Top of Material provided
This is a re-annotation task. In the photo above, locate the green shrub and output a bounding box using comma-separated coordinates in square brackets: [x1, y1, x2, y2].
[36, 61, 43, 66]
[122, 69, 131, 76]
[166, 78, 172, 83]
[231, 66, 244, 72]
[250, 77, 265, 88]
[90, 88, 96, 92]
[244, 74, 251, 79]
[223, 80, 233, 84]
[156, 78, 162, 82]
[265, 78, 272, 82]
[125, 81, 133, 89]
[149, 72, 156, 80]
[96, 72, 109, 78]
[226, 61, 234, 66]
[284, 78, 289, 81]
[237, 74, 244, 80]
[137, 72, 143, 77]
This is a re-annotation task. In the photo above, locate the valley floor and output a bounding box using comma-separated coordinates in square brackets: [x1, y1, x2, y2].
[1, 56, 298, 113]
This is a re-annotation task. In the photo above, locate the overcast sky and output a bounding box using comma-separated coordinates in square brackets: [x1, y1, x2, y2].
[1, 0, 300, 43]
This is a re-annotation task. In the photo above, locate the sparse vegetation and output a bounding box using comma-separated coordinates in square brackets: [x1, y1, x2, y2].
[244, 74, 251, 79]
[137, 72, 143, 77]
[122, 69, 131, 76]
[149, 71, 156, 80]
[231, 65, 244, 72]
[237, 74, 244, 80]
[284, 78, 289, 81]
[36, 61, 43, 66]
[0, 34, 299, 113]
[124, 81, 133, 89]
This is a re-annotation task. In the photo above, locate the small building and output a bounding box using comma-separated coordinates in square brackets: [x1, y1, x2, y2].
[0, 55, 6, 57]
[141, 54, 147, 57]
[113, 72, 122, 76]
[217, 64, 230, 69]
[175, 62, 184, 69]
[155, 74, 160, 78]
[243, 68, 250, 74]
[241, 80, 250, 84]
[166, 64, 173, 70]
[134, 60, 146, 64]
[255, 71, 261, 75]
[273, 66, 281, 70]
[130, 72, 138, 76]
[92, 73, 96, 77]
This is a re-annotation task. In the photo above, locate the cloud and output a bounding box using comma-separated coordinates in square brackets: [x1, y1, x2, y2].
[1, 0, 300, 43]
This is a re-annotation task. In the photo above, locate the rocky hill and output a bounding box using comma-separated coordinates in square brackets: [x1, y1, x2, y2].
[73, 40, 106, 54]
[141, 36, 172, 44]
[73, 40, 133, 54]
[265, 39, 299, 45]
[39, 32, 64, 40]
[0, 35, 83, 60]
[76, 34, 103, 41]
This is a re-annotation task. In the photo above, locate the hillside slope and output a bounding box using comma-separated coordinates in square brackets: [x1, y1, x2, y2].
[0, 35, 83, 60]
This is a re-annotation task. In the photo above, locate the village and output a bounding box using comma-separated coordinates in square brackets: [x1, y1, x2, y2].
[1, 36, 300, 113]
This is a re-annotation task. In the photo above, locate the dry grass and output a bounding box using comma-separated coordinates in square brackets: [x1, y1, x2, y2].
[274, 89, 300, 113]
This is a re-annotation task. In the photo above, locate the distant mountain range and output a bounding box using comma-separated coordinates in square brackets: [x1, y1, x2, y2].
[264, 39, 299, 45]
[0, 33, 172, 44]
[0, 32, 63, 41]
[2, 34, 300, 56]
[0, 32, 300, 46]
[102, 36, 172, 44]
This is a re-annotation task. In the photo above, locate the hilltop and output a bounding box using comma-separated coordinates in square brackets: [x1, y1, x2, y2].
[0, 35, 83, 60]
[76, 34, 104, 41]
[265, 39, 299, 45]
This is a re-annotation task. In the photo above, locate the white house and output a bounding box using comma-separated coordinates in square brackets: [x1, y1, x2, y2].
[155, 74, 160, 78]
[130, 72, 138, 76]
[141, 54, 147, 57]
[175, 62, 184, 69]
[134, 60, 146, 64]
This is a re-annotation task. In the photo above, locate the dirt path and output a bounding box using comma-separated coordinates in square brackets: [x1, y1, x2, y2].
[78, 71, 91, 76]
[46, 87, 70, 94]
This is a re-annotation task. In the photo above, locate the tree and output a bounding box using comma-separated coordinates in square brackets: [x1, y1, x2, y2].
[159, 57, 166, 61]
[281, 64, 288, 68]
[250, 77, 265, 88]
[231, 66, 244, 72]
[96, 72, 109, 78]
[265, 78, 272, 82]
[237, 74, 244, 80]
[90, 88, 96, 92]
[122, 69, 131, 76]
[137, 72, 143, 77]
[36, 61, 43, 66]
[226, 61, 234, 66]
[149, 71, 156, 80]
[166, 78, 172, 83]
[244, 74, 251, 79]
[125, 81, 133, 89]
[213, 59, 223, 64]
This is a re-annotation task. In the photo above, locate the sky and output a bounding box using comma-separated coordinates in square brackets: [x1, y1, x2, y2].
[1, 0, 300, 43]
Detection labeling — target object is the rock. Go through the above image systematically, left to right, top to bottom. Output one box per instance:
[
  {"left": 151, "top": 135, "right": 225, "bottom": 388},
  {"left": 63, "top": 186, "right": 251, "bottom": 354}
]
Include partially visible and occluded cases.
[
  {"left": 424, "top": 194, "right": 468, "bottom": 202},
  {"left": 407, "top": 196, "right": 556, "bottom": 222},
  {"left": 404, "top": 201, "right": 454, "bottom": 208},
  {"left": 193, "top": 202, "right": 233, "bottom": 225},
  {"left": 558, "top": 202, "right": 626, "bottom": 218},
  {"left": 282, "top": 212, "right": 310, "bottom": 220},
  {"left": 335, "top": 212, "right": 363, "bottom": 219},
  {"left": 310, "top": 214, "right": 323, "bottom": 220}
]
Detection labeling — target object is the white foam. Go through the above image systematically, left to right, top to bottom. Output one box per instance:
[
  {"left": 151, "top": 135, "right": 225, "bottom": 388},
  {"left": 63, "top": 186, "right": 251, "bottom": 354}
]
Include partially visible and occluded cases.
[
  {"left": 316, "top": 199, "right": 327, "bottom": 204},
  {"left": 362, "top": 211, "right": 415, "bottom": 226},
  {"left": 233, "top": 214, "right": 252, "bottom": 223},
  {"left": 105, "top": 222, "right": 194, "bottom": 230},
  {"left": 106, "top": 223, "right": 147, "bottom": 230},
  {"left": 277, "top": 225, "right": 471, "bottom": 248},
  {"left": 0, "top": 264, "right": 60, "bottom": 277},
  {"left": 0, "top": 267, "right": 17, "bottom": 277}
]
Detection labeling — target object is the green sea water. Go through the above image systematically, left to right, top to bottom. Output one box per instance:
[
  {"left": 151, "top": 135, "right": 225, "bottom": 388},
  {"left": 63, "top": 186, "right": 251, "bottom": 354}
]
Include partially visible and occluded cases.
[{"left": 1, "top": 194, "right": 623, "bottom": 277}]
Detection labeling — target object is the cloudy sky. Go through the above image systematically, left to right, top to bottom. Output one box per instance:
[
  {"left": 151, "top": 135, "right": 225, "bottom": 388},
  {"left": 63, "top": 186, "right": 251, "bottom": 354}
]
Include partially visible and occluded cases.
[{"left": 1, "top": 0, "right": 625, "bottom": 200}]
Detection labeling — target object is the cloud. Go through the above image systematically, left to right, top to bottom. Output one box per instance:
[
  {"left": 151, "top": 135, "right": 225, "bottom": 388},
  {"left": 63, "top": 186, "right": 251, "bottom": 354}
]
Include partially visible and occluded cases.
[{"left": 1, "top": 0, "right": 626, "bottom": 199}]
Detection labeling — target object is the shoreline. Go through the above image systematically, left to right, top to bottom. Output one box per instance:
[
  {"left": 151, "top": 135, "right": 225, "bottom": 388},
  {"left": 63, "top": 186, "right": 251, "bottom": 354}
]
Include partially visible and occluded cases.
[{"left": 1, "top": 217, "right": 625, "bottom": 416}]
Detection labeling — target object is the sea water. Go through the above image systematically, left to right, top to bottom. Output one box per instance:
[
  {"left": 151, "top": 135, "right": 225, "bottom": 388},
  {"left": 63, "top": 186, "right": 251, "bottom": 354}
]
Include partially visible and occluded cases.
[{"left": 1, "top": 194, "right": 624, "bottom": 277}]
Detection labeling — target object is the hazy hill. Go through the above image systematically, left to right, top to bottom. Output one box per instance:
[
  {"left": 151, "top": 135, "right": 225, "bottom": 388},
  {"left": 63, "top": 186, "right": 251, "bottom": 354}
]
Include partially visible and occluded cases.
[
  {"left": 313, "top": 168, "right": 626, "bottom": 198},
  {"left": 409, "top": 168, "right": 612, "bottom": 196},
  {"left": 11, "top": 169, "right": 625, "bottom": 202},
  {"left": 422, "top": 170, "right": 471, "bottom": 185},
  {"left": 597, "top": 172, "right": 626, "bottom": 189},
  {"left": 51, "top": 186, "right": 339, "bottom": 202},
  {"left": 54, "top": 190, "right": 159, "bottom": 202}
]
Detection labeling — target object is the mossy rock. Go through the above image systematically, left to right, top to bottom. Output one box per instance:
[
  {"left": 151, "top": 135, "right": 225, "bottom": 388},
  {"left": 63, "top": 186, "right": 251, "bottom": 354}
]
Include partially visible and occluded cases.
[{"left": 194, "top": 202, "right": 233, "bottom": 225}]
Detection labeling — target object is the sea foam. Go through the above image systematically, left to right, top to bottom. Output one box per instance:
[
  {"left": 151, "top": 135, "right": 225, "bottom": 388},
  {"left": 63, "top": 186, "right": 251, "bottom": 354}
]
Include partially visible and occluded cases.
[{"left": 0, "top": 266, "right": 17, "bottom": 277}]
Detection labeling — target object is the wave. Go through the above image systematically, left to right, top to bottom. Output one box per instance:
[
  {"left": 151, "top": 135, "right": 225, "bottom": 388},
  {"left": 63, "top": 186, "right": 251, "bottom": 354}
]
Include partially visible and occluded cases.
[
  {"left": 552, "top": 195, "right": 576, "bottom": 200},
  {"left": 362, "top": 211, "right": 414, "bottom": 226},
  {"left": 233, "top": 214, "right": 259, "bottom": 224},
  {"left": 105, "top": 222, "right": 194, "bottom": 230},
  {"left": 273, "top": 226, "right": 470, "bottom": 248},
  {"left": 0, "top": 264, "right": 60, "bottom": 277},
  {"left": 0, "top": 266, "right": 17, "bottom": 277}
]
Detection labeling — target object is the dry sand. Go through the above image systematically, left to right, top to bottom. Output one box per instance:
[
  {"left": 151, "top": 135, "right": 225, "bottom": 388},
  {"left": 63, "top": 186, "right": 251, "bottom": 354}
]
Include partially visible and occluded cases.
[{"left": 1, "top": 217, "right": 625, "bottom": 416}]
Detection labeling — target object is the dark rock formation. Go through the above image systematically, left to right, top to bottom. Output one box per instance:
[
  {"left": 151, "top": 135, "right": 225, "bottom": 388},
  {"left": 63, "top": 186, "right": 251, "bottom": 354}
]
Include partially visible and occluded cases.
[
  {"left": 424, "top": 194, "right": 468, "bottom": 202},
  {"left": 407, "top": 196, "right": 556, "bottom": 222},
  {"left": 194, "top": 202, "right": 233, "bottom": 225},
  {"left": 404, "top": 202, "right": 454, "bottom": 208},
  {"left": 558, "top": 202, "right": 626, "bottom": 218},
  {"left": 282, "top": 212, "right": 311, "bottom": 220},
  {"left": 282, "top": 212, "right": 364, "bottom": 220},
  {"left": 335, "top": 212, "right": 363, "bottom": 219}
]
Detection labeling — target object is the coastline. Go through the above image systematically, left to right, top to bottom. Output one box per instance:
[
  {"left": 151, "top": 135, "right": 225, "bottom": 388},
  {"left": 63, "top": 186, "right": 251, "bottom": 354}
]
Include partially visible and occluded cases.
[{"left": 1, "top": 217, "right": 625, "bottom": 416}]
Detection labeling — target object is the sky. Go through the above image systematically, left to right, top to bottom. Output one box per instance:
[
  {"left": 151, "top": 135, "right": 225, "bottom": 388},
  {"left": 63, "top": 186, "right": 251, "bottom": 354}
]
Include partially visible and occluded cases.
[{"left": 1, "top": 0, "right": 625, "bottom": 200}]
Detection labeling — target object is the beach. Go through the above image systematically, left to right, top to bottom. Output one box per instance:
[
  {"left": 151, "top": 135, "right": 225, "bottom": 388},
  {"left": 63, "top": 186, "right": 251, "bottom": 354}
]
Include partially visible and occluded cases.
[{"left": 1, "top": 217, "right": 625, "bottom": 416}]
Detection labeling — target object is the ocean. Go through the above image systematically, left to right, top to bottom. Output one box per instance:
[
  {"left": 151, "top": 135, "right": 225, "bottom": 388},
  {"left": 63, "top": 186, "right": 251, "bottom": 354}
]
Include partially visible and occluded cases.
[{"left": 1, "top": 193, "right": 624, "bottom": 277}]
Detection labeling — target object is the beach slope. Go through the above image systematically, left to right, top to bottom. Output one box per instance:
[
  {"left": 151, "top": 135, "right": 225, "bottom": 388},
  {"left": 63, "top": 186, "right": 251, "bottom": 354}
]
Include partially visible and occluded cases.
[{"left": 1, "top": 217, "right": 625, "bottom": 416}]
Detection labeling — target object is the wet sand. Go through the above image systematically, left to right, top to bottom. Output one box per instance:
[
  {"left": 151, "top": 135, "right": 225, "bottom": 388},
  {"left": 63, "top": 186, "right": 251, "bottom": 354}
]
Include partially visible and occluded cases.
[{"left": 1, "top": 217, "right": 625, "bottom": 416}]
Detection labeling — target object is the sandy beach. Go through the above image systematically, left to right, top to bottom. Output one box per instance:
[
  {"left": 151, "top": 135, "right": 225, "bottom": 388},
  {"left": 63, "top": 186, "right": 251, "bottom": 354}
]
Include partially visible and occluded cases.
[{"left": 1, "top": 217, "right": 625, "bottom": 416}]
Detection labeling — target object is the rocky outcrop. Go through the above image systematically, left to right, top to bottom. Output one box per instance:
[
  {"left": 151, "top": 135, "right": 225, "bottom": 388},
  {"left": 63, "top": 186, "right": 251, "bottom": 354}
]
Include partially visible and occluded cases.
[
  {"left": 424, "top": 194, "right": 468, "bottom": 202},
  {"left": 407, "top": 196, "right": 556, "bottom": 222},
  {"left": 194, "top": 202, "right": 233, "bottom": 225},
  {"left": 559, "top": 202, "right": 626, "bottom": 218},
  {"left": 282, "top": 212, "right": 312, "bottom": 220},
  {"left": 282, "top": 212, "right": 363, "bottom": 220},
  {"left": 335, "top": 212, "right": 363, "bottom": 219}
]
Bottom of Material provided
• Your assignment
Find the lines in the data that hold the word "water". Reply with how many there are and nothing more.

• Solution to this problem
2